» **Exercise task**
Copy the material below line by line, leaving every character unchanged.

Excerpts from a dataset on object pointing
● ● ●

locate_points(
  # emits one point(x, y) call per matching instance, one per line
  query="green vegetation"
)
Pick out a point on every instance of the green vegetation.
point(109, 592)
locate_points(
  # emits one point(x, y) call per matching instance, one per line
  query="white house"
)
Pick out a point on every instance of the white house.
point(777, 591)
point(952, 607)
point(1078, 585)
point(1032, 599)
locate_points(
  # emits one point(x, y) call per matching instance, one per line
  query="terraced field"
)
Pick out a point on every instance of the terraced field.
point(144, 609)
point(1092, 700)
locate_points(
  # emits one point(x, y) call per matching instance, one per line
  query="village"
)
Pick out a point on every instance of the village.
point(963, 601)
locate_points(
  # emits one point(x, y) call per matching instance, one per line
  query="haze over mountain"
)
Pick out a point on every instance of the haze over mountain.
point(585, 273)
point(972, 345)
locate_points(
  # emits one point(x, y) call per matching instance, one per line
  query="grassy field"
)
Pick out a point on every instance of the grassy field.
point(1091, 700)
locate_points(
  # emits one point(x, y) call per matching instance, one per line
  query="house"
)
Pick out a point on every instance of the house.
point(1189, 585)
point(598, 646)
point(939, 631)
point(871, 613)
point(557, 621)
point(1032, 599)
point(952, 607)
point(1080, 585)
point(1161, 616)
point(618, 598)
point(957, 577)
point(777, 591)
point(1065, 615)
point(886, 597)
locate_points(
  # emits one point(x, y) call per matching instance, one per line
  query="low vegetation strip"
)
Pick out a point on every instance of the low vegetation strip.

● ● ●

» **The result**
locate_points(
  # emits one point(x, y) call per matching instance, one per line
  query="green vegetation"
)
Pick out a point on every instance of the green vegetation.
point(109, 592)
locate_points(
  # emits one point(x, y) call per matching instance, one per line
  query="white house"
)
Pick out a point on every instance of the white house.
point(777, 591)
point(952, 607)
point(1078, 585)
point(1032, 599)
locate_points(
  # emits one point(x, y) call per matching instance, one per line
  query="terraced field"
)
Pick out a point on every instance of the terraced field.
point(144, 609)
point(1092, 700)
locate_points(
  # emits one point(x, y) call per matching instance, one per line
  query="village"
)
Pick out a point on every instance of the village.
point(963, 601)
locate_points(
  # emits one point(x, y) call per matching instance, one per line
  query="haze over mountain"
)
Pick out a point on every instance of the haze over mountain.
point(585, 273)
point(972, 345)
locate_points(
  # emits one point(x, y) call per matching instance, one per line
  query="grassy field"
)
Pick out a point on every instance of the grassy field.
point(1091, 700)
locate_points(
  # emits one point(x, y) call per matching instance, one per line
  query="house"
)
Pick out a point on every instance of the house.
point(1189, 585)
point(598, 646)
point(939, 631)
point(871, 613)
point(557, 621)
point(1032, 599)
point(952, 607)
point(1080, 585)
point(1161, 616)
point(618, 598)
point(957, 577)
point(777, 591)
point(1065, 615)
point(886, 597)
locate_points(
  # emits one point(x, y) call per matching instance, one per line
  query="low vegetation strip"
)
Pick out a point on every instance of the low vegetation strip.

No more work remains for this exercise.